* DOCUMENT PASSAGE:
---

Trauma Hurts: a film of family, love, loss and hope
Artist Tan Gillies’ new film explores the intense highs and lows of growing up, presented through the mysticism of Iceland, and the chaos of London.
Culture
Words: Charlotte Roberts
Over the past year, London-based artist Tan Gillies has established himself as an idiosyncratic voice, moving rapidly between beauty and darkness, love and pain. His mixed media work, flipping between paint, photography, film and installations, is always told through inward-looking, brutal honesty, exemplified first in his debut photobook Cold Bones – released in early June – which weaved together Gillies’ path to drug addiction: a no holds barred documentation of violence, grief, love, loss and hazy hedonism.
After Gillies’ addiction worsened, he began working on Trauma Hurts, a short film of hope, redemption, faith and mental health. Using personal archive footage set against dramatic mountainscapes, the film journeys through his homeland, Iceland, connecting threads between the eerie silence of rural landscapes and the chaos of his life in London. “Iceland saved my life in a lot of ways,” Gillies says. “It has given me so much. I don’t think I’d have survived without it.”
The result is a stark, intimate, often mystical look at an adolescence spent chasing the intoxicating highs and lows of growing up, escapism and oblivion, whilst ultimately seeking sanctuary in the legacy of Icelandic folklore and mythology. For Gillies, the making of this film was a long-awaited opportunity to let go of the darkness of the past and move towards the infinite possibilities of imagined, brighter futures.
What got you into art in the first place?
The first time I was ever inspired by a piece of art was music, actually. When I first heard Nirvana when I was like seven, it changed my life. Art and music were things that completely changed how I felt and I was addicted to that. I liked being able to escape at that age. I was escaping from my reality through music and art from a very, very young age.

---

* RAW DATA:

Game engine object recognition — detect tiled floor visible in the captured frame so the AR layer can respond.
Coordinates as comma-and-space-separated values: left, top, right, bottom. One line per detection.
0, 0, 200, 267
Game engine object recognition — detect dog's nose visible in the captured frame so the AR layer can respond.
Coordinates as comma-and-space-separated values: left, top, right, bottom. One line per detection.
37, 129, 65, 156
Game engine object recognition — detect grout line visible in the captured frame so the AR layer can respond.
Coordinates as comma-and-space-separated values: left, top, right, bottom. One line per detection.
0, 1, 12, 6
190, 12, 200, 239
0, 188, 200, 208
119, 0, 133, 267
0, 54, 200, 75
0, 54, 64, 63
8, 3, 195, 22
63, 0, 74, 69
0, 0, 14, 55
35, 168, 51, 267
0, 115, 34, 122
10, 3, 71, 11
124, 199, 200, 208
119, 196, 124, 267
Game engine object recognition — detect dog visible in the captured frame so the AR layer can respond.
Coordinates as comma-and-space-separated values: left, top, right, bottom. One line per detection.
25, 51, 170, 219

---

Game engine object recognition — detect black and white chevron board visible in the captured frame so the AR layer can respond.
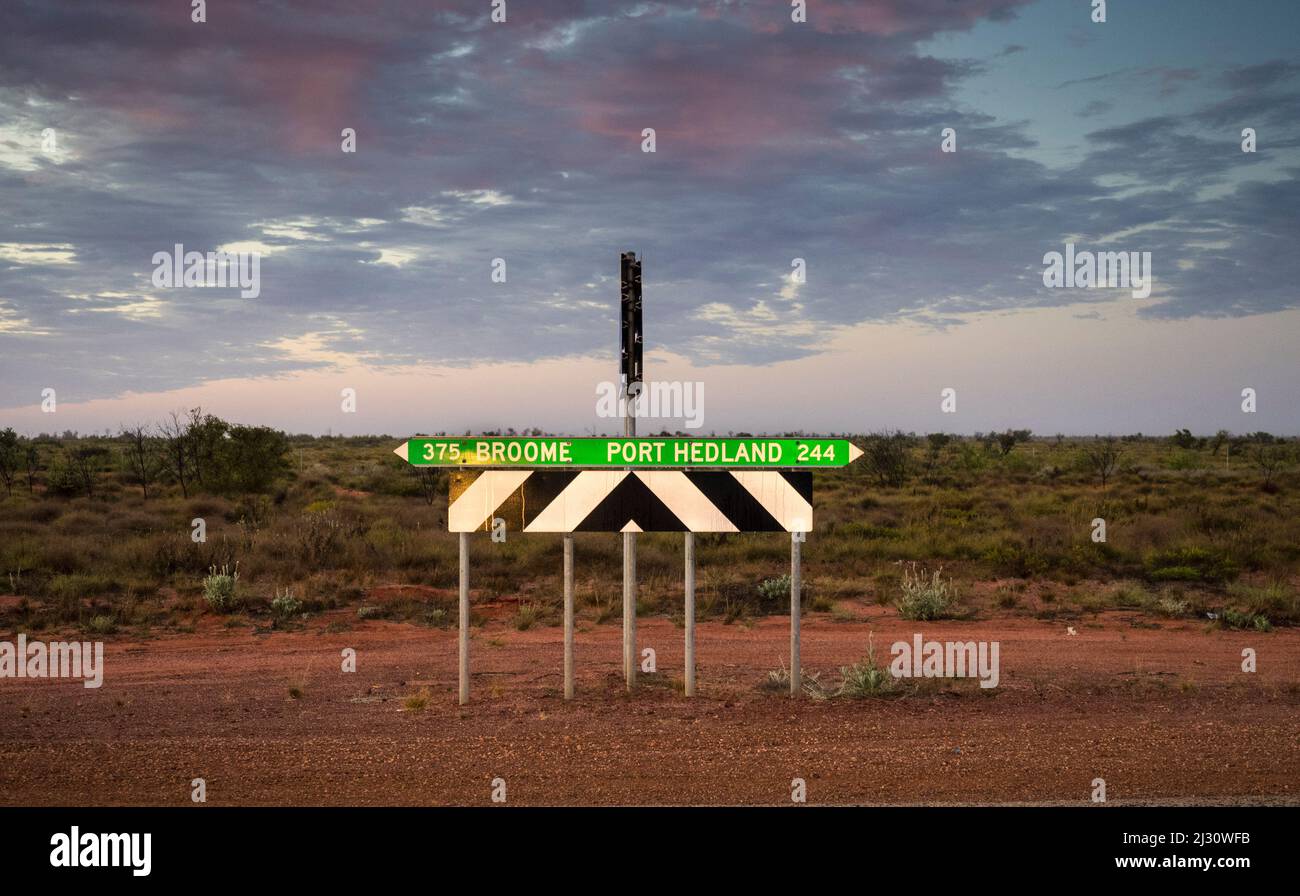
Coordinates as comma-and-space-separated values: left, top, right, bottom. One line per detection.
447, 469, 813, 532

---

Summarize the article about Tan Gillies' film Trauma Hurts in two sentences.

London-based artist Tan Gillies works across paint, photography, film and installations with inward-looking, brutal honesty, and his debut photobook Cold Bones documented his path to drug addiction. After his addiction worsened, he began making Trauma Hurts, a short film of hope, redemption, faith and mental health that sets personal archive footage against the landscapes of his homeland, Iceland, and connects them with the chaos of his life in London.